Page text:
↓

# Rabbits bottom teeth overgrown - rabbit hasn't eaten in 2 days



## goatiegirl (Jan 7, 2013)

I have a year old male bunny (lion lop/rex).
I have noticed the past few days that he hasn't touched his food or hay.
I looked him over this evening and discovered that his bottom teeth are VERY overgrown.
I looked up online that you can clip or grind his teeth down.
I was wondering if anyone here has done this and has any advice to share?

Thanks

Jenny from MI


----------



## canyontrailgoats (Jan 4, 2014)

You can use human nail clippers to trim his teeth down, stop immediately when you start to see pink or it gets sensitive. He will struggle, so make sure you have a friend to hold him. Or go the easy but more costly route and have a vet do it for you.

Whatever you do, do it right away so the poor guy can eat again..he must be starving! You could make a mash out of his pellets and wipe it on his tongue, so he gets some nutrition. Is he drinking?

Keep in mind that you'll have to routinely trim his teeth, it's not fun (I know!) But necessary. I would have a vet trim the first time so you can see how it's done...plus then they can give the rabbit supplements and such because he hasn't been eating...Good luck!


----------



## GoatieGranny (Jul 26, 2013)

I have not done it, so I can't advise that way, but there is a way you can prevent it from happening again once you get them trimmed down. Be sure to give your bunnies lots of sticks or chunks of wood to chew on. Their teeth grow continually, so they need to chew in order to keep them trimmed down. 

I hope it all works out and your bunny can eat again soon.


----------



## Frosty (Feb 13, 2010)

I have the same problem with my male rabbit and I have the vet file them down. I have given him all kinds of things to chew on and he doesn't so keep having to get it redone.


----------



## Kiddskids (Sep 16, 2014)

Try giving him apple sticks they love them 


Sent from my iPad using Goat Forum


----------



## dnchck (Mar 24, 2014)

goatiegirl said:


> I have a year old male bunny (lion lop/rex).

↑

Set of tasks:
**1.** In the forum thread about a rabbit's overgrown teeth, do these statements agree with the text? (a) The rabbit in the first post is a year old. (b) Frosty's rabbit chews on the things it is given. (c) canyontrailgoats suggests trimming the teeth with human nail clippers. Answer yes or no for each and quote the words from the text that decide it.
**2.** Reproduce the part of the forum thread between "Whatever you do, do" and "Is he drinking?", inclusive.
The records have nothing to do with the forum thread and play no part in this.

Data excerpts:
↓

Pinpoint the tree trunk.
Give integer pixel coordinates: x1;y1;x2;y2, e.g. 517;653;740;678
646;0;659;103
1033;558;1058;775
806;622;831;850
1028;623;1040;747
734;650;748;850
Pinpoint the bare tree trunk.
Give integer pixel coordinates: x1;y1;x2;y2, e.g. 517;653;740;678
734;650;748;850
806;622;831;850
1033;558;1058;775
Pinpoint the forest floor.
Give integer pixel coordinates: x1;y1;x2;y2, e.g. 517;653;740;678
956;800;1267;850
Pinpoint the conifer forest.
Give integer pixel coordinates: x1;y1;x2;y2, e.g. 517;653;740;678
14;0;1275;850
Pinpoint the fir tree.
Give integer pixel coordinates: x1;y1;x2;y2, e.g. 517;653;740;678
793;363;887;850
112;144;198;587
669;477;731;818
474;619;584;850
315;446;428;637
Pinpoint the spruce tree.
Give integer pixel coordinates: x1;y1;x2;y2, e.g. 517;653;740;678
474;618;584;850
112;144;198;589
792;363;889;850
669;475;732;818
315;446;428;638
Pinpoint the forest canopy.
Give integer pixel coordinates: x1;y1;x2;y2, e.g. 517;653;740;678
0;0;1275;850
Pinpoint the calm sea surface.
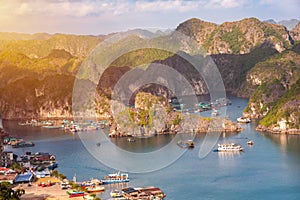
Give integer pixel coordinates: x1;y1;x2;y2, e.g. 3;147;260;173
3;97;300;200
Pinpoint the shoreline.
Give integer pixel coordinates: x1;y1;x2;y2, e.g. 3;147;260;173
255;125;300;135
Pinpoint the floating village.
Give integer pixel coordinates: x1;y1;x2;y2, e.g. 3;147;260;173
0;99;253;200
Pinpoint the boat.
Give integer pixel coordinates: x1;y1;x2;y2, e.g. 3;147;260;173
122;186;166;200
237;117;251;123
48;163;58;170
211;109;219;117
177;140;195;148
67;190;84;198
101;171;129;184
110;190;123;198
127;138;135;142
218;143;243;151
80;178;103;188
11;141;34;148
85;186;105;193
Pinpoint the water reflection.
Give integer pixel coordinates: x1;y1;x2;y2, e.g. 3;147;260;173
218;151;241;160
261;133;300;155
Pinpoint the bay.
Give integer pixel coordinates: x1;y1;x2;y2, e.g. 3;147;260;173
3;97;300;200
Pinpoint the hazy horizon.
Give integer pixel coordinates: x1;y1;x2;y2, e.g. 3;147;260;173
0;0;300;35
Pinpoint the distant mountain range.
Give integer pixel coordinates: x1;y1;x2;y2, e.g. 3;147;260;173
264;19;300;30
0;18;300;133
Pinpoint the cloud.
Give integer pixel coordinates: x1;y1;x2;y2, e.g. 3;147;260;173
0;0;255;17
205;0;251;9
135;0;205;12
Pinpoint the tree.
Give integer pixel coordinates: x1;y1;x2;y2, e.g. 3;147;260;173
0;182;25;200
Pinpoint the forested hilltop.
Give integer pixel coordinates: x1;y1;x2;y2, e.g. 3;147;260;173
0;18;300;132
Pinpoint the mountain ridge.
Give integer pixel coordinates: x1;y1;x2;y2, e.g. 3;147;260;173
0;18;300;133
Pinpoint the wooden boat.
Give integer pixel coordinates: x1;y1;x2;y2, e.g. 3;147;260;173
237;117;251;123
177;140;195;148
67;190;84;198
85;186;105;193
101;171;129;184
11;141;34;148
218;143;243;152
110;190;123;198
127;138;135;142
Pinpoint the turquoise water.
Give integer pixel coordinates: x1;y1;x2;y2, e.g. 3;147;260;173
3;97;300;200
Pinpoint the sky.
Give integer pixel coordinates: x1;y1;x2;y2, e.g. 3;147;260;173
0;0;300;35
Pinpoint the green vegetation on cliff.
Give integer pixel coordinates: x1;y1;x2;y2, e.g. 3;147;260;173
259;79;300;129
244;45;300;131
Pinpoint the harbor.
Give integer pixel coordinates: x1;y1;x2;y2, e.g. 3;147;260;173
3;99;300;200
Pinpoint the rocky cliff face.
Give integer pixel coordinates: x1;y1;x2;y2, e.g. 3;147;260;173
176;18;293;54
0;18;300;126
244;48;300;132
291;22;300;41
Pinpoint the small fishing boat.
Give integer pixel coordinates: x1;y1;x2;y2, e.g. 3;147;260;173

↑
↓

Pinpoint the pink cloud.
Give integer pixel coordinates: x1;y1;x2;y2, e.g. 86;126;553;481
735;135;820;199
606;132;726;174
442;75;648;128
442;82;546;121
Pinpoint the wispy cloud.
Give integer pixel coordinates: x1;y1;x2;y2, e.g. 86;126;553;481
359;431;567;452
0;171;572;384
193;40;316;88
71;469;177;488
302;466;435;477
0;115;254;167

↑

Answers in order:
**1.**
(a) Yes: "I have a year old male bunny (lion lop/rex)."
(b) No: "I have given him all kinds of things to chew on and he doesn't"
(c) Yes: "You can use human nail clippers to trim his teeth down"

**2.**
Whatever you do, do it right away so the poor guy can eat again..he must be starving! You could make a mash out of his pellets and wipe it on his tongue, so he gets some nutrition. Is he drinking?